日本市場では当時、主力製品「PCIガイドワイヤー」(※1)で定評があり、「それを持って世界を制覇する」と社長の宮田も口にしていたほど。実際に海外での販路を拡大するため、日本の名医の方々の海外出張に同行し、現地で自社製品を使った症例デモンストレーションも行った。「海外では不可能と思われていたような難しい手技ができ、患者さんを治すことができる。そういった海外のドクターの驚きの顔を目の当たりにして、“これならいけるのではないか”と徐々に自信が確信へと変わっていきました」。

(※1) PCIガイドワイヤー:
治療用ガイドワイヤー。詰まったり狭くなったりした血管を通過し、カテーテル治療に使うさまざまな医療機器を病変部まで運ぶガイドとなる。


手応えを感じる一方で試練もあった。契約先である大手メーカーがほどなく倒産。一部事業を買収した別の大手メーカーA社と契約を結び直す。「A社を含む代理店に対して、私たちはまだまだ弱い立場。市場動向や顧客情報の把握から販売戦略まで、代理店に頼らざるを得ない状況でした」。

またヨーロッパにおいて、主力以外の製品は小規模代理店と国ごとに販売代理店契約を結び、市場開拓を同時に進めていた。「今から思うと、これらの会社とは非常に良い出会いでした。一緒に切磋琢磨することで信頼関係が築かれ、まだ開拓していない国の代理店を彼らから紹介してもらうことも。こうして一つ、また一つと契約先が増えていったのです」。
この後に控える朝日インテック海外事業の大きな決断。その際にも、これら小規模代理店との信頼関係は大きな支えとなっていく──。

思うように製品を販売できない日々
意を決して切った新たな舵

数年が経ち、A社との間に難題が降りかかった。きっかけは、A社が朝日インテックの競合企業B社を買収し、朝日インテックとB社の2ブランドを持ったこと。「製品を販売するときには、『この製品を、こういった症例に使ってもらいたい』というコンセプトがあります。しかしA社は、朝日インテック製品と、自社が販売するB社ブランドの製品とで売上や顧客を奪い合いたくなかったため、朝日インテック製品を特殊な位置づけにするようになったのです」。
A社としては、朝日インテック製品とB社製品トータルで市場占有率を高めたいという考えだ。

北米や欧州に基盤がない朝日インテックにとってA社との取引は、ガイドワイヤーをゼロから広めて行くために一定の成果があった。そこで、引き続き朝日インテックの製品の良さを伝えるべく、A社の経営陣が代わる度にトップ対談を行い、その際は決まって社長の宮田が率先し、速やかに現地へ赴いた。

「しばらく思うように製品を販売できない日々が続いた」と犬飼は振り返る。
一方で、主力以外の製品で小規模代理店の開拓をさらに行い、流通網確立の準備をしていった。そして、ついに決断の時がやってくる。

最先端の「ACT ONE(※2)」技術を用いて、満を持して市場投入したワークホースガイドワイヤー「SIONシリーズ(※3)」が、特殊ワイヤーとして位置づけられたのだ。
「これは承知できない、と感じました。特にSIONは一般的な症例に使うワイヤーですが、A社は難しい症例用として製品の可能性を制限したのです。ガイドワイヤー市場の95%は一般症例であり、この市場を獲得しない限りシェアは伸びません」。

*設問一覧*
1 – 朝日インテックの海外事業に関する抜粋で、ガイドワイヤー市場のうち一般症例が占める割合は何%とされていますか？
2 – 朝日インテックの海外事業に関する抜粋では、A社が朝日インテック製品を特殊な位置づけにするようになったのはなぜですか？抜粋が示す理由を1〜3文で説明してください。
3 – 朝日インテックの海外事業に関する抜粋を、最後の文の後から書き継いでください。

(コレクションから抜粋したデータ)
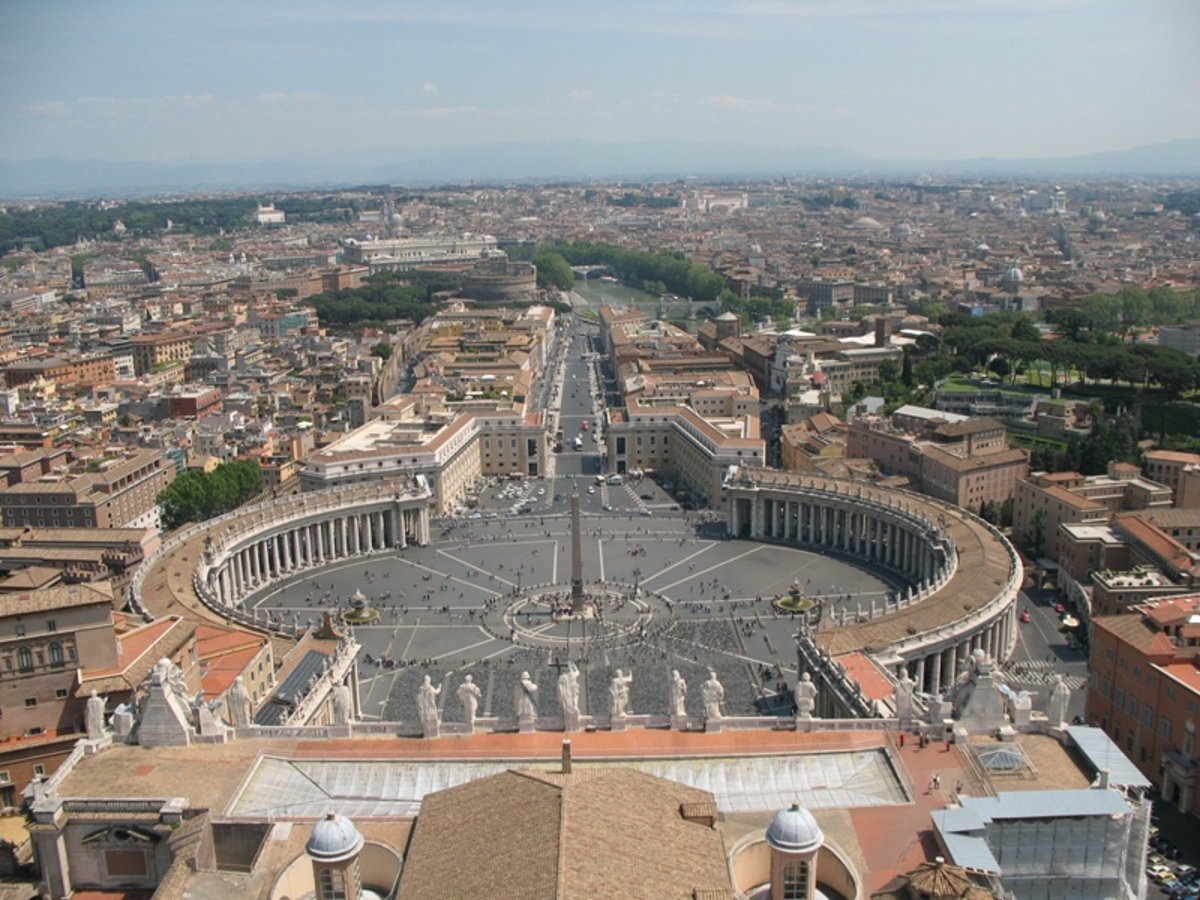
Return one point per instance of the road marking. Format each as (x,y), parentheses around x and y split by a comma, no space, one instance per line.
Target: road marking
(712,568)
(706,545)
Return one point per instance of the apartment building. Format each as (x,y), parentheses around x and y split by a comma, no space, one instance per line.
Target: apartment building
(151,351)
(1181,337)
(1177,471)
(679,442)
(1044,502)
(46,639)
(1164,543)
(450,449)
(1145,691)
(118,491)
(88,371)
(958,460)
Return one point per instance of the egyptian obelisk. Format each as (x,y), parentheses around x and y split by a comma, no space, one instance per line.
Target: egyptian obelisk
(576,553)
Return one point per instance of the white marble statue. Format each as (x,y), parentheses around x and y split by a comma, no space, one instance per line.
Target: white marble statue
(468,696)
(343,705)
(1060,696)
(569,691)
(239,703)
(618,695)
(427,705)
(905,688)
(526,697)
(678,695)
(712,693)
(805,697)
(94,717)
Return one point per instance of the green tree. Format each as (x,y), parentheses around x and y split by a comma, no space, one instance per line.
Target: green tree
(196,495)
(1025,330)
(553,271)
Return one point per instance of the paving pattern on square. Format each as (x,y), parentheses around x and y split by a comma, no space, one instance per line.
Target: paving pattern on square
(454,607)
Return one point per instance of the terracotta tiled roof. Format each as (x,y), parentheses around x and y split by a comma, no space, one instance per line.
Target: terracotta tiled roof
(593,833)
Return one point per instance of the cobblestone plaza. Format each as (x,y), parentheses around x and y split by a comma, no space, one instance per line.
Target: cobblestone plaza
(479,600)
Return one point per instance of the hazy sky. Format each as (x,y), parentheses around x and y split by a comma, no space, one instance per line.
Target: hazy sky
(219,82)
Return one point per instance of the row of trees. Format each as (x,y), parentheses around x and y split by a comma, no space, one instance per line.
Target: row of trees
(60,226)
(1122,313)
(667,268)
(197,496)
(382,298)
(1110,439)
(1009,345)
--
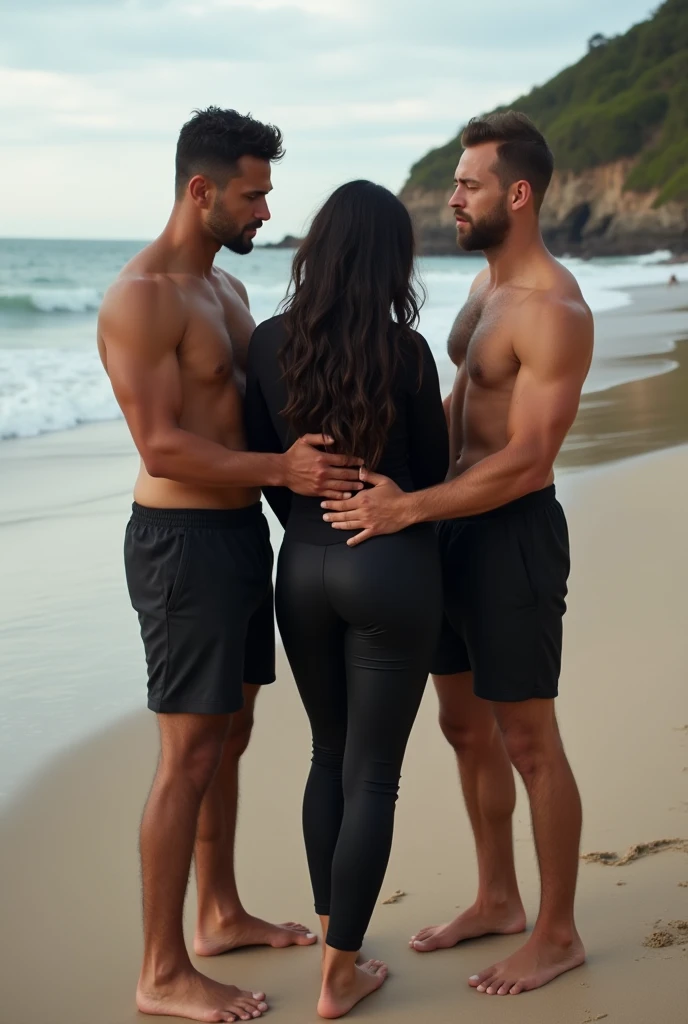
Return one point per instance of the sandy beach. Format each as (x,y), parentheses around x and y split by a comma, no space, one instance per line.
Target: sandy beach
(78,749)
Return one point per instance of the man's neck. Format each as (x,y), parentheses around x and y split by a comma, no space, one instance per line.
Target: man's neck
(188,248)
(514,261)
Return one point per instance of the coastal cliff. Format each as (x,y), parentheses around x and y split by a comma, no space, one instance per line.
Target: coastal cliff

*各設問の解答*
1 – 95%です。

2 – A社は競合企業B社を買収し、朝日インテックとB社の2ブランドを持つことになりました。A社は朝日インテック製品と自社が販売するB社ブランドの製品とで売上や顧客を奪い合いたくなかったため、朝日インテック製品を特殊な位置づけにしました。A社には、両社の製品トータルで市場占有率を高めたいという考えもありました。

3 –
SIONシリーズの投入で強まった「これで、自社でもやっていける」という自信。そして、海外で高まっていた朝日インテック製品への評価。これをもとにA社との契約はヨーロッパで2011年に解除、アメリカでも2018年に解除した。
一時は株式市場の反応も懸念されたが、犬飼の信念「世界シェアNo.1」は揺らぐことなく、結果的にこの決断はマーケットからも好意的に受け止められた。

(※2) ACT ONE:
トルク伝達性、柔軟性、耐伸性をバランスよく実現した中空の多条コイル。曲がりくねった状態でも手元操作を先端部に伝えることが可能で、手元の回転操作を伝えるカテーテル用シャフトにも適している。

(※3) SIONシリーズ:
PTCAガイドワイヤーの新製品として2009年7月には国内一部で発売開始。以来、国内で高評価を集め、朝日インテックの主力製品となった。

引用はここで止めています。